# Looking for DT reefers



## y4zhuang (Oct 2, 2013)

Just getting my tank set up...

Anyone downtown that drives to the LFS, bring meeeeee 

Chip for gas/having a buddy to chill with for those lonely drives hit me up 

Hopefully your place is close to TTC/bus lines. i'm around union station.


----------



## joel.c (Sep 11, 2012)

I'm downtown! 

Let's go spend all our money on corals!


----------



## iGeeve (Aug 29, 2012)

Downtown here too. Right by Union.


----------



## goobafish (Jan 27, 2015)

I guess I am technically midtown, at Yonge and Eglinton. I drive down to the stores in Mississauga most weekends. 

Would also be interested in frag swaps in the area, as I've got some extra coral and more that needs trimming.


----------



## y4zhuang (Oct 2, 2013)

haha i'm at 12 york. Right around union station too 

i just finished setting up the tank in the condo. Currently cycling downtown frag swap. or anywhere thats TTC accessible


----------



## Bullet (Apr 19, 2014)

I'm in Cabbagetown -Parliament & Wellesley Street 
I'm always out and aboot 
Happy to help 
Sam


----------



## bettathenyou (Jul 13, 2010)

im in cabbagetown (parliament and carlton) don't drive but do have frags for sale/trade from time to time!


----------



## fesso clown (Nov 15, 2011)

I am on the Island. So right by Union too. But in BC ATM.


----------



## onri (Aug 7, 2013)

Anyone from city place?


----------

*Written instruction:* In the thread, which intersection does goobafish give as a location? The listing comes from a separate source and is unrelated to the thread.

*Data shown:*
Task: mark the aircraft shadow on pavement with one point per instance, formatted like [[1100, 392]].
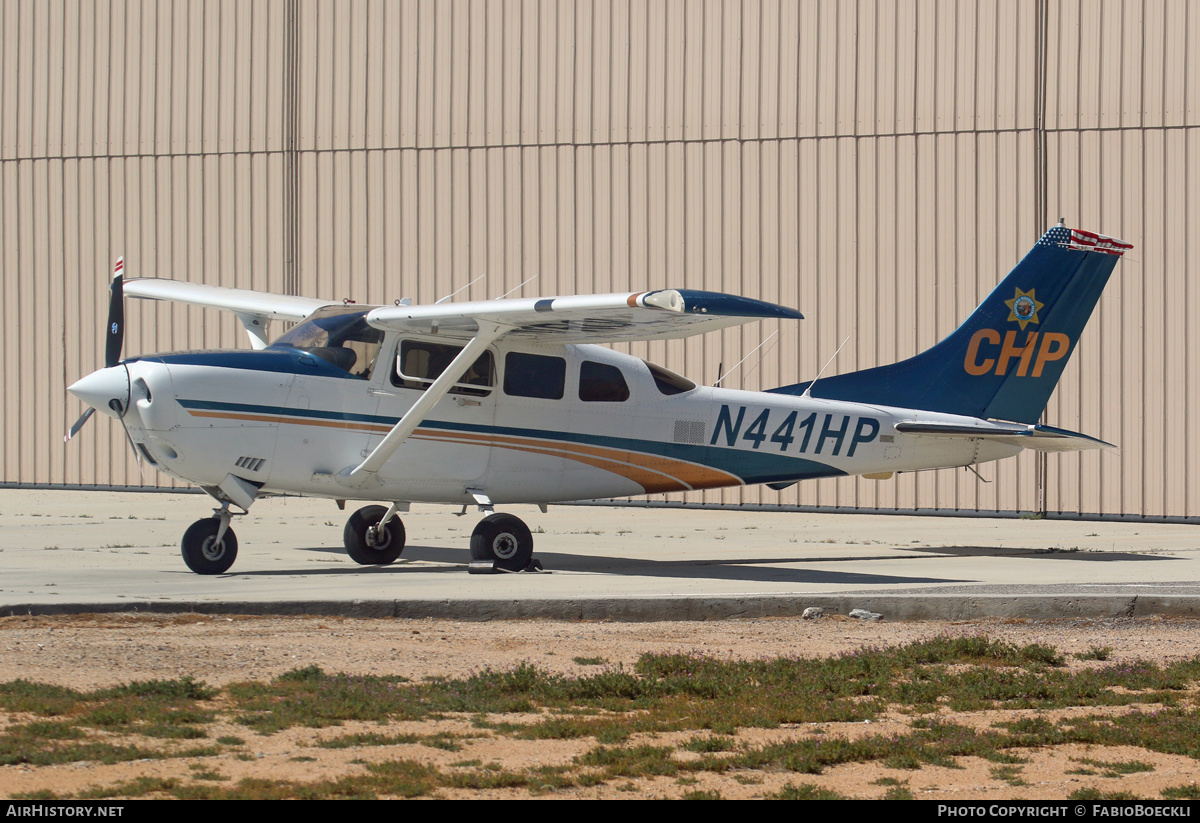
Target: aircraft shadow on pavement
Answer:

*Task result:* Yonge and Eglinton.